The U.S. dollar fell to a 4 month low against the Japanese Yen today, extending a decline that has taken the greenback lower for 8 out of the last 9 trading days. Friday was the first positive day since March 10th and now that 110 is reached (USD/JPY fell within 10 pips of this key level on Monday), dollar bears may be thinking about trading the pair the other way. Of course, there are many reasons for why the dollar is so weak.
The failure of the health care bill raises questions about President Trump’s ability to cut taxes and increase spending and in turn the Federal Reserve’s ability to raise interest rates in June. While Treasury yields and the U.S. dollar are trading like the chance of a June hike has fallen, Fed fund futures remained steady since the Thursday before the bill failed. The market thinks there is a 74% chance the next round of tightening will be in September and only a 50% chance that it will happen in June. We believe those odds should be lower as the complicated tax agenda could take even longer to overhaul. Fed President and FOMC voter Evans was the first to admit today that the failure of GOP health bill adds to uncertainties and that fiscal uncertainty weighs on the outlook.
With this in mind, we see at least 3 reasons why USD/JPY could hold 110. There are 10 Federal Reserve officials scheduled to speak this week and talk about the economy or monetary policy will be unavoidable. Evans, who is more of a dove than a hawk expressed some concerns but still said 2-3 rate hikes in 2017 are appropriate with 4 hikes possible if “things really take off.” We’ll hear from centrist Kaplan tonight and Yellen tomorrow along with a number of other members later this week. Although most will be worried about the Administration’s ability to deliver major tax cuts, we don’t expect vocal concerns this quickly.
Fed officials will remain hopeful that the fiscal and monetary stimulus will continue to drive growth in the U.S. economy and their optimism could help prevent further losses in USD/JPY. Secondly, this week is the quarter end here in the U.S. and the fiscal end in Japan. Part of the recent demand for Yen could be tied to repatriation, most of which has been completed. This time last year we saw USD/JPY fall in the first 3 weeks of March then stabilize in the last week. The year prior, the selling stopped on the 26th of the month and in 2014 on the 27th. Lastly, 110.00 is a very significant support level and demand is clearly emerging above this level. Even if the currency pair breaks 110, the losses could be limited by tiered support below this key level. Does that mean USD/JPY won’t make a run for 110 again? No. Interest rate differentials are the strongest driver of currency flows and if U.S. rates continue to fall or struggle to rise so will USD/JPY.
Meanwhile the best performing currency today was the British pound. With 2 more days to go before the U.K. triggers Article 50, sterling is trading as if Brexit will be good for the economy. From high to low the currency pair appreciated more than 500 pips in 2 weeks. Part of the move can be explained by the weakness of the U.S. dollar, but stronger U.K. data and the hawkish dissent this month completely shifted the market’s outlook for GBP. Investors are looking beyond the trigger of Article 50 and the EU’s response 48 hours later to the end of easy money. While we think the market may have moved on too quickly because no one knows how strict the E.U. response will be we need to respect the price action and the fundamental drivers behind the move. With that in mind, we continue to believe that GBP will fall after Article 50 is triggered, but shortly thereafter, the reality that an exit won’t be finalized until late 2018 will set in. So in the near term, rallies in GBP/USD between 1.26 and 1.27 should be sold.

__Task instructions__.
1: Copy the stretch of the currency market commentary from "The failure of the" through "on the outlook.".
2: Answer these questions from the currency market commentary, marking each answer with its letter:
(a) How many Federal Reserve officials are scheduled to speak this week?
(b) What chance does the market assign to the next round of tightening occurring in September?
(c) Between which levels does the commentary say near-term rallies in GBP/USD should be sold?
3: Write the next part of the currency market commentary, continuing after its final sentence.

__Data excerpts__.

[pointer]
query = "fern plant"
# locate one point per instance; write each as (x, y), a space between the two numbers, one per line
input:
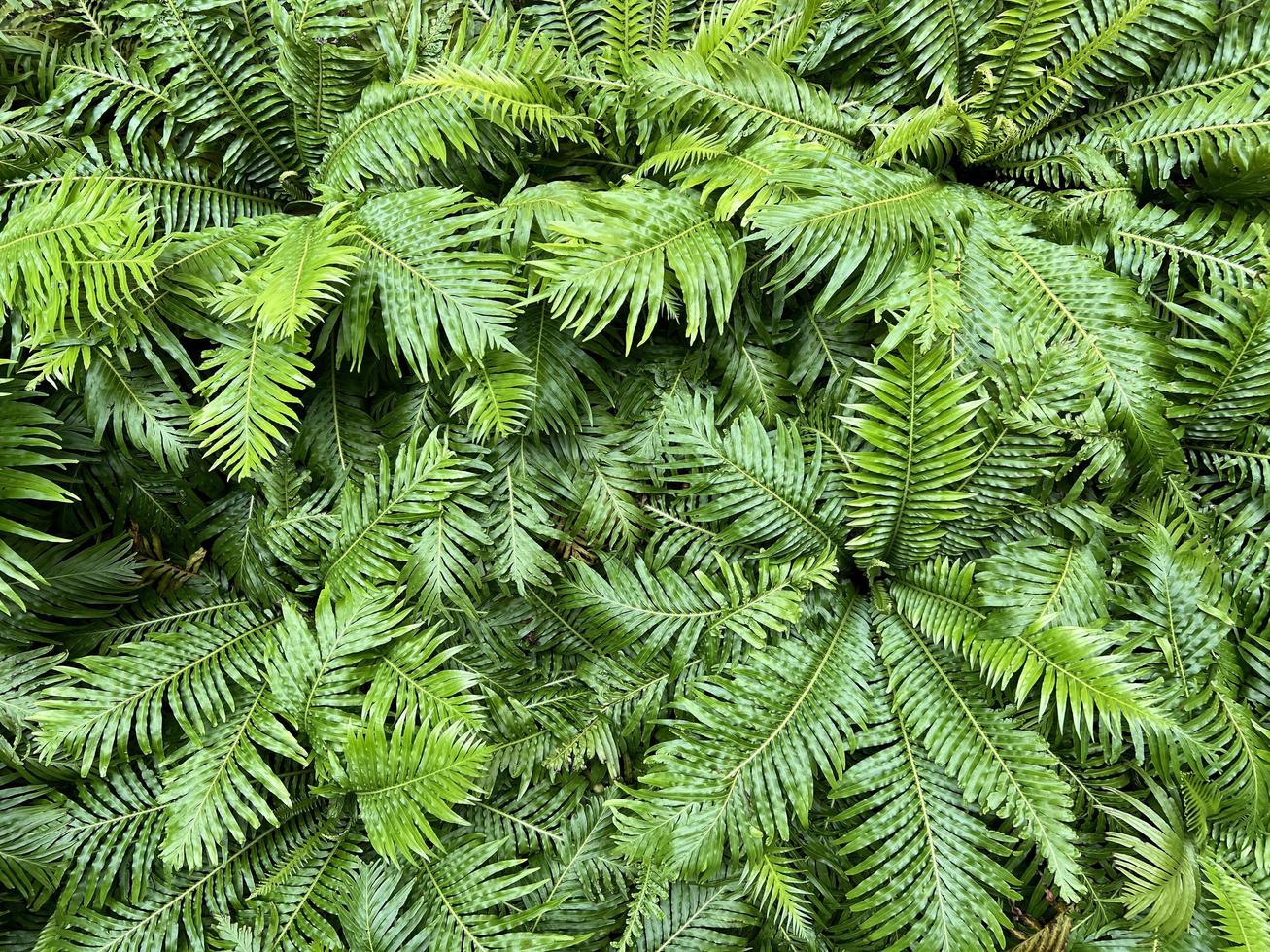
(635, 474)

__The answers__.
1:
The failure of the health care bill raises questions about President Trump’s ability to cut taxes and increase spending and in turn the Federal Reserve’s ability to raise interest rates in June. While Treasury yields and the U.S. dollar are trading like the chance of a June hike has fallen, Fed fund futures remained steady since the Thursday before the bill failed. The market thinks there is a 74% chance the next round of tightening will be in September and only a 50% chance that it will happen in June. We believe those odds should be lower as the complicated tax agenda could take even longer to overhaul. Fed President and FOMC voter Evans was the first to admit today that the failure of GOP health bill adds to uncertainties and that fiscal uncertainty weighs on the outlook.

2:
(a) 10
(b) 74%
(c) Between 1.26 and 1.27

3:
Stronger than expected data drove euro above 1.09 today. The German IFO report, which measures business confidence rose to its highest level since 2011. The business climate sentiment index reached 112.3, besting the 111.1 forecast. The expectations index also surprised to the upside with a reading of 105.7 vs. 104.3 forecast. The Current assessment came in with a reading of 119.3 vs. 118.3 expected. These numbers are consistent with the improvements seen in the PMIs which bodes well for the Eurozone confidence and German unemployment figures scheduled for release later this week.
We also heard from two ECB officials – ECB member Praet said easy monetary policy is still needed and any attempt to remove accommodation would possibly slow or stall ECB efforts in reaching inflation targets. ECB’s Smets’ also chimed in with mixed comments saying that the real economy of the EU is doing well, however, sustainable improvement in inflation still seems to be elusive at the moment. With no major Eurozone economic reports scheduled for release tomorrow, EUR/USD will take its cue from the greenback but the latest string of positive data should help the currency outperform some of its peers.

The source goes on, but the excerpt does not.